Do this:
Which of the lines below contain the word "hand"? Report each of those lines in full.

(Source records)
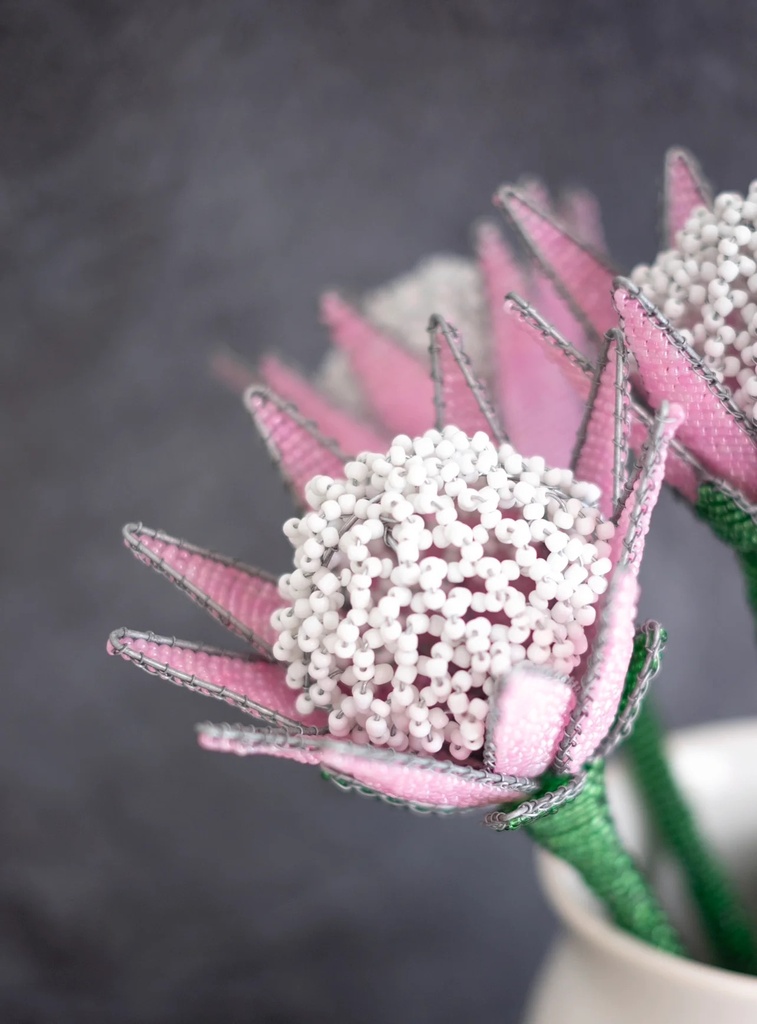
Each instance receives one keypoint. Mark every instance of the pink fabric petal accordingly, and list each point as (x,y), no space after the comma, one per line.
(602,452)
(296,446)
(577,272)
(258,688)
(714,427)
(271,742)
(395,384)
(421,781)
(553,308)
(500,272)
(351,435)
(633,523)
(685,188)
(460,398)
(602,685)
(545,385)
(681,470)
(528,716)
(582,215)
(241,598)
(530,328)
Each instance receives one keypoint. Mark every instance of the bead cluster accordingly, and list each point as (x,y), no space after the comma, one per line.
(707,288)
(424,576)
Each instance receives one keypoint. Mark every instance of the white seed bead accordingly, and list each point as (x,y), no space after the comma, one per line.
(707,287)
(401,644)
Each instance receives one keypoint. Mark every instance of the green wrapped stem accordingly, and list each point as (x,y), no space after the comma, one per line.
(582,833)
(727,927)
(737,528)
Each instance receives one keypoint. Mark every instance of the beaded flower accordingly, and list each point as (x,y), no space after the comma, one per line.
(374,382)
(459,622)
(689,320)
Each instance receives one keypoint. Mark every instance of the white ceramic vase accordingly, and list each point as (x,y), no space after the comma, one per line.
(597,974)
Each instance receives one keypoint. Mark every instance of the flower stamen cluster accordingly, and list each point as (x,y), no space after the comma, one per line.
(424,576)
(707,288)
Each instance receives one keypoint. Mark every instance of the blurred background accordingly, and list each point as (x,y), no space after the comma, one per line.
(179,175)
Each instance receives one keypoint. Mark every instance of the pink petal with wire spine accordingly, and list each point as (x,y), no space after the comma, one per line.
(395,384)
(679,473)
(271,743)
(423,782)
(539,411)
(633,523)
(528,716)
(577,272)
(606,429)
(258,688)
(582,216)
(578,371)
(530,329)
(685,188)
(351,435)
(241,598)
(713,427)
(543,389)
(605,675)
(553,308)
(460,397)
(296,445)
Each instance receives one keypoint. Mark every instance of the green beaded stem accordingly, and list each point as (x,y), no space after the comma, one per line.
(737,528)
(720,908)
(582,833)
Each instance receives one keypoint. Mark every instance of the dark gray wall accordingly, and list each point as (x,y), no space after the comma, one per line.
(176,175)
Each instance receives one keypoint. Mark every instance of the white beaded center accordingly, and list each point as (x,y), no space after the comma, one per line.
(424,576)
(707,288)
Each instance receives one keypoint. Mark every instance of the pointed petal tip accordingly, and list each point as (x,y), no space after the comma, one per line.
(116,640)
(681,155)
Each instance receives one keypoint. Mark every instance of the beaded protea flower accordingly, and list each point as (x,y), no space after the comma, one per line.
(374,383)
(460,620)
(688,322)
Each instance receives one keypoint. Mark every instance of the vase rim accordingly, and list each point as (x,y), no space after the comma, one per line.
(578,908)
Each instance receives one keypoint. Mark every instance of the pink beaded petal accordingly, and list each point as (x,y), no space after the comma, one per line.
(351,435)
(601,450)
(581,214)
(395,384)
(685,188)
(557,312)
(683,471)
(579,273)
(241,598)
(298,449)
(460,398)
(550,367)
(528,716)
(272,742)
(531,329)
(602,685)
(715,428)
(524,370)
(232,370)
(423,782)
(633,523)
(258,688)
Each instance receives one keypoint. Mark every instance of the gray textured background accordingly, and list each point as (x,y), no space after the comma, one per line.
(180,174)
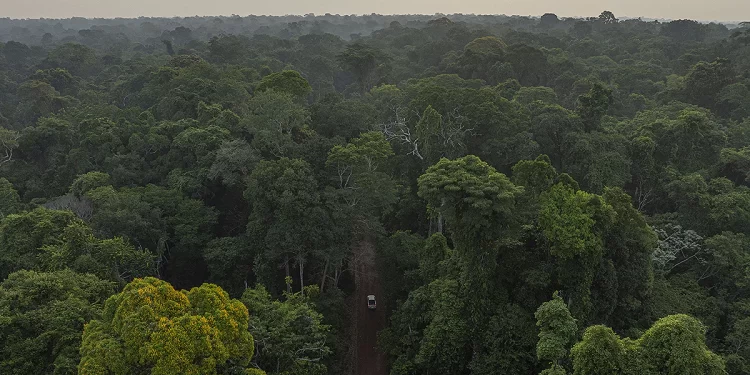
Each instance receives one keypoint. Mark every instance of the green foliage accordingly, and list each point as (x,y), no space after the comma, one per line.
(469,193)
(567,223)
(288,81)
(290,337)
(10,202)
(41,319)
(150,325)
(272,150)
(48,240)
(557,331)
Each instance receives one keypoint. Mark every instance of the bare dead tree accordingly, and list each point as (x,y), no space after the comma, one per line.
(8,142)
(398,130)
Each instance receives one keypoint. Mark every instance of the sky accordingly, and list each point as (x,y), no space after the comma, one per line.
(705,10)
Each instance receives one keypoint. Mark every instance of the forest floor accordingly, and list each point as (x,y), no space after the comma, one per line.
(366,323)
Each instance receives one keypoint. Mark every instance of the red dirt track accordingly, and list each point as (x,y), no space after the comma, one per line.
(368,359)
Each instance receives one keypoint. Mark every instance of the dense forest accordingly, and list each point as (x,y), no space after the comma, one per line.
(524,195)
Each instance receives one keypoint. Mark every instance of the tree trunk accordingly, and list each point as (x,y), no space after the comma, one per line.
(301,264)
(325,276)
(440,216)
(337,274)
(286,268)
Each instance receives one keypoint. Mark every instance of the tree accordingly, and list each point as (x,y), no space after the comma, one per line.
(363,61)
(704,82)
(290,337)
(600,352)
(10,202)
(594,105)
(287,215)
(470,194)
(673,345)
(549,20)
(557,331)
(49,240)
(41,319)
(676,345)
(8,143)
(287,81)
(359,175)
(151,326)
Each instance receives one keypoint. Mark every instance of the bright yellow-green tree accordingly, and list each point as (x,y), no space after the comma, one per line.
(152,328)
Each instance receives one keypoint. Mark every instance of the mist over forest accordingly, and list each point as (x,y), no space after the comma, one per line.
(377,194)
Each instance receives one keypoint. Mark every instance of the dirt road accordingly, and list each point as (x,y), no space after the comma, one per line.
(368,359)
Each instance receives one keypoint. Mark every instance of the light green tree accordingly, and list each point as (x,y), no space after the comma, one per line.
(152,327)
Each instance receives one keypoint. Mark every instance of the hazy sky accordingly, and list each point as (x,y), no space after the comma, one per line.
(724,10)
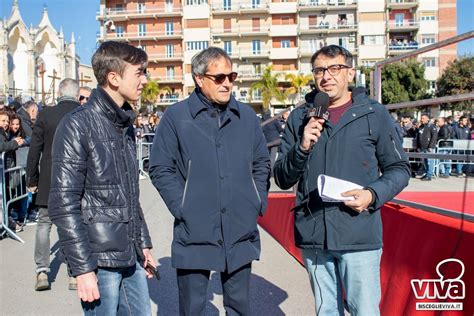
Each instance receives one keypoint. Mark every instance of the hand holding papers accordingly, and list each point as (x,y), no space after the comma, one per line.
(330,188)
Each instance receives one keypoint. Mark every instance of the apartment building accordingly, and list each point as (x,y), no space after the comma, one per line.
(284,33)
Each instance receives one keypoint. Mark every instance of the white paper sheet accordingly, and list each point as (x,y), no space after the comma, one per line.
(330,188)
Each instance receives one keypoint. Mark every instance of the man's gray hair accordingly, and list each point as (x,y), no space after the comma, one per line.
(68,88)
(201,61)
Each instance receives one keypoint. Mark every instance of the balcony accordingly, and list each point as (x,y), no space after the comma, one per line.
(403,25)
(221,9)
(168,79)
(125,15)
(402,4)
(136,36)
(165,57)
(398,47)
(327,5)
(284,30)
(284,53)
(326,28)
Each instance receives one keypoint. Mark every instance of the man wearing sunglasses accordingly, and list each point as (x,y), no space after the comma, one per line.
(84,94)
(341,242)
(210,163)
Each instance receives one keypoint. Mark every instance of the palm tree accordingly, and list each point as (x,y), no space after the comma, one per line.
(151,91)
(297,82)
(268,87)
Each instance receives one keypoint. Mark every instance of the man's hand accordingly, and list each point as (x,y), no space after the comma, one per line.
(362,199)
(20,141)
(87,288)
(311,133)
(148,259)
(32,189)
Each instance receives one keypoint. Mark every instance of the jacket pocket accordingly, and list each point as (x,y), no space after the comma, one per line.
(188,175)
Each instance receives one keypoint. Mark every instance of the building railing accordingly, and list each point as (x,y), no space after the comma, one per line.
(153,10)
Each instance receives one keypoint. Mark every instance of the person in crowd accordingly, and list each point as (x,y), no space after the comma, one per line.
(16,130)
(28,113)
(341,241)
(461,131)
(210,164)
(84,94)
(38,173)
(444,134)
(271,131)
(426,143)
(8,145)
(94,194)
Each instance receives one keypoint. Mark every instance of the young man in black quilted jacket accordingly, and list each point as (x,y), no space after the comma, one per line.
(94,196)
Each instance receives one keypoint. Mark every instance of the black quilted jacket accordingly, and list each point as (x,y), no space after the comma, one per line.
(94,196)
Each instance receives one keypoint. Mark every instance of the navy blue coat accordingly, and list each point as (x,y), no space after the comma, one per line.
(363,147)
(213,180)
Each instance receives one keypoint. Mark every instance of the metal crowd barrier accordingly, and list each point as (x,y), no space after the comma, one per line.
(449,151)
(143,151)
(13,183)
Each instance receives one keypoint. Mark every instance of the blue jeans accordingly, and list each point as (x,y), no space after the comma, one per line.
(355,272)
(445,165)
(429,165)
(123,291)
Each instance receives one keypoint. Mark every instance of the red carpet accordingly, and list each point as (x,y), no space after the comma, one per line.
(462,202)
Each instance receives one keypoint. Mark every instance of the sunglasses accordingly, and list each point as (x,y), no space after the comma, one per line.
(220,78)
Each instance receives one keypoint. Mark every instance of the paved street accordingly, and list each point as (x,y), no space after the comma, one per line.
(279,286)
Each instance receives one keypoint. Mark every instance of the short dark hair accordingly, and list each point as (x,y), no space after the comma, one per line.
(113,56)
(201,61)
(333,51)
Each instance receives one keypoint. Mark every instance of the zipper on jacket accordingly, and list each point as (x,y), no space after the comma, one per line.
(255,187)
(188,174)
(395,147)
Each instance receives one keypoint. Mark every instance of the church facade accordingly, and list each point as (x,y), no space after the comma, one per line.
(33,60)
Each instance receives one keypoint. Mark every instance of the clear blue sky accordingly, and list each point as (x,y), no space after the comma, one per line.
(78,16)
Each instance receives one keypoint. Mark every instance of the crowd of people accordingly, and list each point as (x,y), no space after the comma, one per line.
(431,135)
(211,165)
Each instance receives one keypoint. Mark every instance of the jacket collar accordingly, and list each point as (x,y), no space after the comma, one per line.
(121,117)
(198,103)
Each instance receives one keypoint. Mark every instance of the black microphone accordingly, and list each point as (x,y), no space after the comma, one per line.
(319,108)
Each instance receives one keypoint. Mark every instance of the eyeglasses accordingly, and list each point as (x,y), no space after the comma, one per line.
(220,78)
(333,70)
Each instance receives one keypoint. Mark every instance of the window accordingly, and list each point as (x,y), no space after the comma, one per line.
(285,44)
(368,63)
(431,85)
(428,39)
(196,2)
(169,50)
(169,27)
(257,69)
(141,29)
(170,72)
(399,17)
(227,4)
(141,6)
(256,47)
(428,16)
(429,62)
(373,40)
(119,31)
(198,45)
(228,47)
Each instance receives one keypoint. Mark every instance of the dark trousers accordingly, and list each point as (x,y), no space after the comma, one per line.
(192,285)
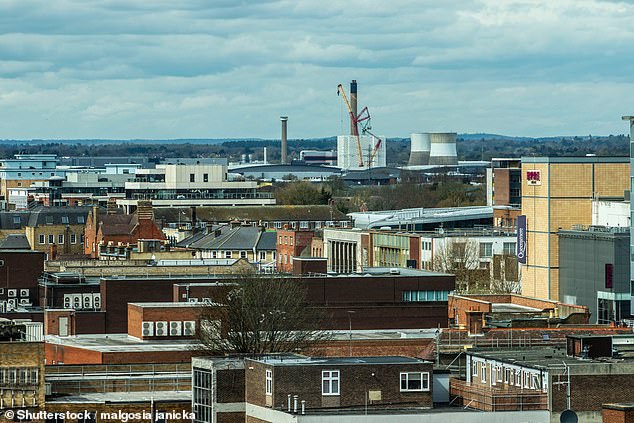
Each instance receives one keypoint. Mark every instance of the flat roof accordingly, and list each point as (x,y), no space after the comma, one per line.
(123,397)
(577,159)
(336,361)
(120,342)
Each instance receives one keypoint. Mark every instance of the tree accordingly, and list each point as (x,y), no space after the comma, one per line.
(260,314)
(461,257)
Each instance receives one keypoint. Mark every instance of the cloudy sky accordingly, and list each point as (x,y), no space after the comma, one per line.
(230,68)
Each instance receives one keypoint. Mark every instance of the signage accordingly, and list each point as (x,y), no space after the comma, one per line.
(521,239)
(534,177)
(609,272)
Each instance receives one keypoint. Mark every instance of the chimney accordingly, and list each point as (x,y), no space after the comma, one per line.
(284,153)
(112,206)
(353,103)
(144,210)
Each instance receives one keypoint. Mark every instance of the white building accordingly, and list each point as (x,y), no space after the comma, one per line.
(348,152)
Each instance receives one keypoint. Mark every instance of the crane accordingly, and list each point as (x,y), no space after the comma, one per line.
(364,115)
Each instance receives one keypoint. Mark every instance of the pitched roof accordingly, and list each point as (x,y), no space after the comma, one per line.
(267,241)
(267,213)
(58,216)
(15,242)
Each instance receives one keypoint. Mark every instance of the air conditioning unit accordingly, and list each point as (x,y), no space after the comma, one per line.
(176,328)
(11,304)
(189,328)
(87,301)
(147,329)
(96,301)
(161,328)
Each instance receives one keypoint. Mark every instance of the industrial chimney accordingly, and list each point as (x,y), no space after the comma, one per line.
(443,149)
(353,103)
(419,151)
(283,153)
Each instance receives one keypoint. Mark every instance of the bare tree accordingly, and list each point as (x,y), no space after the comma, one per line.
(260,314)
(461,257)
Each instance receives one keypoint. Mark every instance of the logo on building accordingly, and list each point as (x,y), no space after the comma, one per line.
(521,239)
(534,177)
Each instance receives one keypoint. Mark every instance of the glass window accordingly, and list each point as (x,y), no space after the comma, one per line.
(414,381)
(486,249)
(269,382)
(330,382)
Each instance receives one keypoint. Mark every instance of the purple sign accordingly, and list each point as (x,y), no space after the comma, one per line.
(521,239)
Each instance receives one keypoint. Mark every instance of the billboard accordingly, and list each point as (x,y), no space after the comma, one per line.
(521,239)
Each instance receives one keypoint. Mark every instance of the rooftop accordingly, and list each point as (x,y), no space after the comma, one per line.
(297,360)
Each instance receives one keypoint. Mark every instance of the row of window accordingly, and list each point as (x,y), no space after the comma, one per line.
(415,296)
(19,376)
(331,382)
(60,238)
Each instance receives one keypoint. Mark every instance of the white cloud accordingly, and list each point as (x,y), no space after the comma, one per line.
(163,69)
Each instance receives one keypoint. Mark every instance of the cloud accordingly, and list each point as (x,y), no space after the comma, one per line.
(194,68)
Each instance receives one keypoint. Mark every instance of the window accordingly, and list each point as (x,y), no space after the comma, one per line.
(486,249)
(269,382)
(414,381)
(330,382)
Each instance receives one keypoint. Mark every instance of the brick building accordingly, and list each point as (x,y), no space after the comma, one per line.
(21,369)
(269,388)
(291,243)
(113,227)
(57,231)
(19,274)
(539,378)
(557,193)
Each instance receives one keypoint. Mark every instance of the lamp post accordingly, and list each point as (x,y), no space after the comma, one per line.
(350,312)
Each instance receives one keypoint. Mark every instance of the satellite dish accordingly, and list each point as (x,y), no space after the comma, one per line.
(568,416)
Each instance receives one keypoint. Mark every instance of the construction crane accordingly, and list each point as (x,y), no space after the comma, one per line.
(364,115)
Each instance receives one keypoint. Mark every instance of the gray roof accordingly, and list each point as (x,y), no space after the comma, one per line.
(15,242)
(267,241)
(238,238)
(58,216)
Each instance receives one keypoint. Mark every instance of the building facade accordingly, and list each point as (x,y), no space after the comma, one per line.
(557,193)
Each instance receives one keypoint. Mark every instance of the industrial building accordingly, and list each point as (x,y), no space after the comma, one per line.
(558,193)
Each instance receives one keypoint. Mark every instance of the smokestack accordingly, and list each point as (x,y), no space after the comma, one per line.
(284,119)
(353,103)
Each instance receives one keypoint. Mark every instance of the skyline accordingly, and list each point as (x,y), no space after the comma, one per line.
(124,70)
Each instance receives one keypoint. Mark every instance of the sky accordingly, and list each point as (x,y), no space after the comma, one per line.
(162,69)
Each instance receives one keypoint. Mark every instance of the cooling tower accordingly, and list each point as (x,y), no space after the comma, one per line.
(443,148)
(419,153)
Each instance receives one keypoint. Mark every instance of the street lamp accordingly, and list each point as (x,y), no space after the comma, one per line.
(350,312)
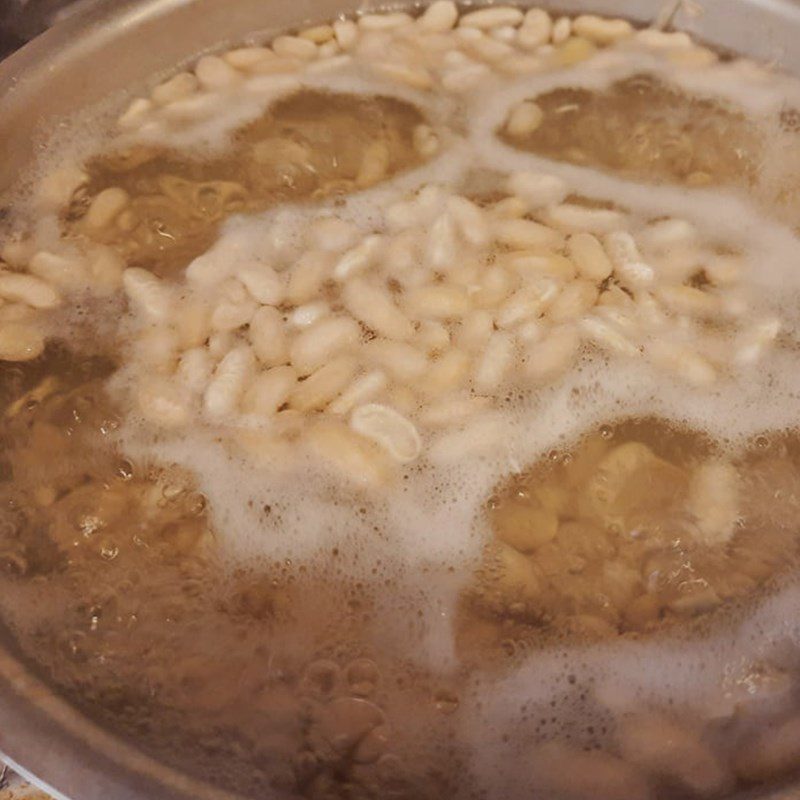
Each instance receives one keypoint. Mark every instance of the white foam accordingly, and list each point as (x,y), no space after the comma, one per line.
(432,520)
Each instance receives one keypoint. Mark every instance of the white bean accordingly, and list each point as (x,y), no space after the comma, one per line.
(574,218)
(538,189)
(177,87)
(228,316)
(524,119)
(195,368)
(447,372)
(383,21)
(526,234)
(264,284)
(562,28)
(494,363)
(333,234)
(494,286)
(602,333)
(346,32)
(358,258)
(374,306)
(682,361)
(689,300)
(67,271)
(157,349)
(352,454)
(528,302)
(551,265)
(432,336)
(162,403)
(470,220)
(667,40)
(294,47)
(105,207)
(475,330)
(319,34)
(536,29)
(269,390)
(451,410)
(589,257)
(439,16)
(267,336)
(232,375)
(192,321)
(441,248)
(248,58)
(375,161)
(214,73)
(403,361)
(491,17)
(308,314)
(20,341)
(753,343)
(307,275)
(325,338)
(28,289)
(388,429)
(323,385)
(135,114)
(361,390)
(553,354)
(149,294)
(106,268)
(55,190)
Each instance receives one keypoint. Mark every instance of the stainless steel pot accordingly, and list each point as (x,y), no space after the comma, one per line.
(115,47)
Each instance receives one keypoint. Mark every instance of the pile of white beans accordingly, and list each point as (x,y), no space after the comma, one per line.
(360,335)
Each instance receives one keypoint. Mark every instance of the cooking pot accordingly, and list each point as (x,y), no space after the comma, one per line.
(115,47)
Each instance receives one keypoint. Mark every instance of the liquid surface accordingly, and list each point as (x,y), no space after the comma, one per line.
(424,391)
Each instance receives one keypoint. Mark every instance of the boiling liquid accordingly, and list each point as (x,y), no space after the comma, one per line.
(313,675)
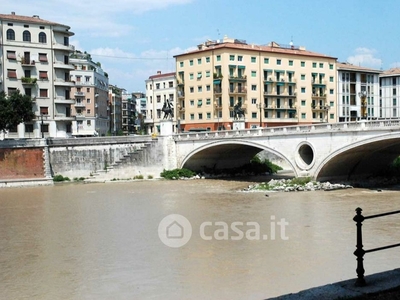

The answer:
Each instance receives one keypoint. Mark every instance of the hand holding papers accordingly, and list each point as (x,y), no space after the comma, one per line.
Each instance receives one keypoint. Mark every instance of the man's hand accordingly, and list each point as (x,y), no space after the comma, one per line.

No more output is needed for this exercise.